*** Begin section ***

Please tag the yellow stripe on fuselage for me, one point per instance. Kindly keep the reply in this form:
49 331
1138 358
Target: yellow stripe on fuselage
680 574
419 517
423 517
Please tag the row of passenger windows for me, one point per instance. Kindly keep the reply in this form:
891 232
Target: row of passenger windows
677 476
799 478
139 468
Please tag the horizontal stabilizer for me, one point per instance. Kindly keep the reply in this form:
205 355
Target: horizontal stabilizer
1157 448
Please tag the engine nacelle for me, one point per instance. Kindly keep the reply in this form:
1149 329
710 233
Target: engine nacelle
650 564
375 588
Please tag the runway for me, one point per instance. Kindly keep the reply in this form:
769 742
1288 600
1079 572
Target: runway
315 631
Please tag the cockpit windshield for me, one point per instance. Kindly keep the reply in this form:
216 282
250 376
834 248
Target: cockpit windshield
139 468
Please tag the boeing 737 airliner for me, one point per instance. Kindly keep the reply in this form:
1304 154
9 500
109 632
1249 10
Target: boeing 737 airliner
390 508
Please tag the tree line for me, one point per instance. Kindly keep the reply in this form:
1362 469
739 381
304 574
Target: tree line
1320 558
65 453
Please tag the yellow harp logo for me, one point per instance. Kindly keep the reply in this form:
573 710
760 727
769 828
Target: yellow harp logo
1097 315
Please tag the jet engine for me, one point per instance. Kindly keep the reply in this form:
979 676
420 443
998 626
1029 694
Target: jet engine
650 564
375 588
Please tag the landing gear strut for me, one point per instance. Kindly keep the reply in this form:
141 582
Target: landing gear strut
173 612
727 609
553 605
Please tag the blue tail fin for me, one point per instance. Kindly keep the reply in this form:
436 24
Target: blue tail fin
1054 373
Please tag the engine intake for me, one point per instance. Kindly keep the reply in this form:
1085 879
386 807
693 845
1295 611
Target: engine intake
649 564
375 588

*** End section ***

What is being asked: A verbatim reproduction of all the records above is the expected answer.

Answer to this exercise:
Please tag the yellow stripe on fuselage for me, one point per instance. Kindly keep the reply in this form:
49 331
1138 358
Target: yellow stripe on fuselage
680 574
419 517
423 517
Please tag the row of passenger windows for me, one point per instance. Kindly keep the reply in this form:
891 232
Target: row of passenger windows
677 476
799 478
139 468
Please tag the horizontal stabilizer for me, one point per instance. Kindly keep the reply in this form:
205 355
Target: horizontal stabilizer
1157 448
Please tag the engine nacelle for me, one point per instance. Kindly keep the reply in this form:
1149 329
710 233
Target: engine nacelle
650 564
375 588
Please tag the runway for me, one point per instance. Kindly keep the reply in this form:
769 742
1288 600
1079 572
Target: runway
315 631
Please tag the cockpit windshield for me, one point per instance. Kindly keep the reply in this form:
216 282
250 376
834 248
Target: cockpit windshield
139 468
Please tag the boeing 737 airliner for me, one point per instance. Kindly keep the reply in this form:
1304 154
9 500
109 632
1249 10
Target: boeing 737 airliner
390 508
Please tag the tree line for me, one point per instance. Kindly keep the reply in this form:
1362 469
739 381
304 574
Target: tree line
1320 558
65 453
Please tag the yellow harp logo for me, one point per instance. Kindly keep the reply in this form:
573 710
760 727
769 828
Target: yellow harp logo
1097 315
Please tag the jet engine for me, one point per instance. Kindly keep the reply in this form:
979 676
420 443
998 626
1029 694
Target: jet engine
650 564
375 588
Please tag the landing gear strut for me, one point per instance. Kindly keep the reply in this form:
141 582
Target: landing gear strut
173 612
727 609
553 605
Please tag the blue tail fin for me, one point per instance. Kindly keep the reply in this form:
436 24
Target: blue tail fin
1054 373
Please tag the engine intake for me, one point per instance. Kindly keep the reply in this form:
1085 879
386 807
693 845
1295 611
Target: engine intake
649 564
375 588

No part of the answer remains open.